■ Your task: Resume the article on the illegal Asian Arowana trade, picking up after its last sentence.

■ Document passage:
Illegal Arowana Trade Implications: Lifting the Ban on Responsibility

Illegal Arowana Trade Implications:  Lifting the Ban on Responsibility

The history of Asian Arowanas Scleropages formosus and CITES is well known by most Arowana enthusiasts. Their Appendix I classification has restricted and regulated their commercial trade for decades. The success in captive-breeding Arowanas by CITES certified farms throughout Indonesia, Malaysia and Singapore resulted in a relax in the international ban on their export years ago. Today, their CITES status no longer impedes access to captive-bred Arowanas. Thanks to the painstaking efforts of CITES certified farms, many hobbyists throughout the world now have access to legally imported, captive-bred, quality Asian Arowanas.

But for many Arowana fans including those in the United States, Asian Arowanas are still off limits due to Endangered Species classifications. It is illegal to possess, sell or import Asian Arowanas in the U.S. and several other countries. Frustrations with what many view as antiquated or unnecessary laws has contributed to illegal trade operations in many if not all of these locations. Such illegal trade does immeasurable harm to Arowanas in ways few engaging in it stop to consider.

What Harm Can it Do?

Think it can’t hurt to buy your self just one illegal Arowana? It depends on how you define “hurt,” and how much responsibility you’re willing to take for the implications of your actions.

Considering smuggling a legally obtained, captive-raised specimen from a neighboring country? How many times is this likely to be permitted before that country restricts Arowana imports? What international message is sent when countries legally importing Arowanas fail to regulate populations?

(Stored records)
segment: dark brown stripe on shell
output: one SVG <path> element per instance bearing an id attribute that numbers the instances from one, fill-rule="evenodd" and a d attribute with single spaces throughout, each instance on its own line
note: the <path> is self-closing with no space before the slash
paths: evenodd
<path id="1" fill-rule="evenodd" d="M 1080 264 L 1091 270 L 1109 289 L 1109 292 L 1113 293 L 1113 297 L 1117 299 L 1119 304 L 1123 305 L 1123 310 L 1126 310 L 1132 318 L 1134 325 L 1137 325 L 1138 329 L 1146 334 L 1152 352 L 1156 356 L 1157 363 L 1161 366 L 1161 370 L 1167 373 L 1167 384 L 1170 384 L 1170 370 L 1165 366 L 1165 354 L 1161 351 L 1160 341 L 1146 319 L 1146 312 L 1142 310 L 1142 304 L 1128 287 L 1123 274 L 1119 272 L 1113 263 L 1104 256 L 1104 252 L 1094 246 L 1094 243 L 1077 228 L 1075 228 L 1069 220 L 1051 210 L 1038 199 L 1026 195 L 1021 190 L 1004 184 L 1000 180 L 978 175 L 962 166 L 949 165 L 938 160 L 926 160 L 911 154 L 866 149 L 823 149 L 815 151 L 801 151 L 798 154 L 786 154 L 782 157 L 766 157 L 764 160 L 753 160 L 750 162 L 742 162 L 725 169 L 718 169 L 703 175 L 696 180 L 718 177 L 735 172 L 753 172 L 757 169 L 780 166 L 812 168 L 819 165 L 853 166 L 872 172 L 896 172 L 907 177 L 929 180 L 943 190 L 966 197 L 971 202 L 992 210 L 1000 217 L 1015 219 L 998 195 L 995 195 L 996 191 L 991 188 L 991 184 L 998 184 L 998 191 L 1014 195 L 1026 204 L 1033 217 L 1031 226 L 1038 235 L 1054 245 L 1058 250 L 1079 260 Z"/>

■ Result of this exercise:
Consider, too, that micro-chipping and CITES certification ensures each legally exported and imported Arowana can be traced to its farm of origin. Despite costly, stringent efforts on the part of farms to abide by international laws, illegal trade ultimately undermines all attempts at distribution. Where did your illegal, captive-bred Arowana come from? How would the farm feel about you illegally possessing one of their tediously bred and raised Arowanas?

Smuggling a captive-bred Arowana may not directly compromise wild populations. But having to chase after captive-bred Arowana smugglers detracts from the resources of enforcement agencies. While you are monitored and eventually caught and prosecuted for smuggling a legally traded, captive-bred Arowana, how many illegally exported or wild-caught specimens were sold unchecked while you engaged enforcement officers?

Passion and Patience Breed More than Conscience

While you (myself, and many others) may not agree with the laws restricting access to Asian Arowanas, consider the implications such restrictions have had in the past. Were it not for their initial CITES classification, the captive breeding of Asian Arowanas would most likely never have evolved to its present level of success. It is doubtful micro-chipping and the science of genetics now protecting and enhancing Arowana quality would have developed. When wild populations became extinct, our access to Arowanas would have been restricted for all time.

The Arowana farming industry has made remarkable and unprecedented strides in not only breeding, but developing the ultimate in Arowana care products and practices. As a result, more quality information and support is available to hobbyists than ever before. Not only are they supplying the best quality Arowanas the world can produce, CITES certified farms are now ensuring the world takes good care of them!

Farming research and practices continue to develop and expand to serve the recently expanding Arowana market. Their efforts benefit both Arowanas and enthusiasts on a massive, worldwide scale. Perhaps more good can come to light if the gradual lifting of remaining Arowana bans keeps a pace in sync with the current farming industry’s high standards and best practices. Like illegal trade, unscrupulous or compromised legal breeding and trade can be of no benefit to Arowanas in the long run.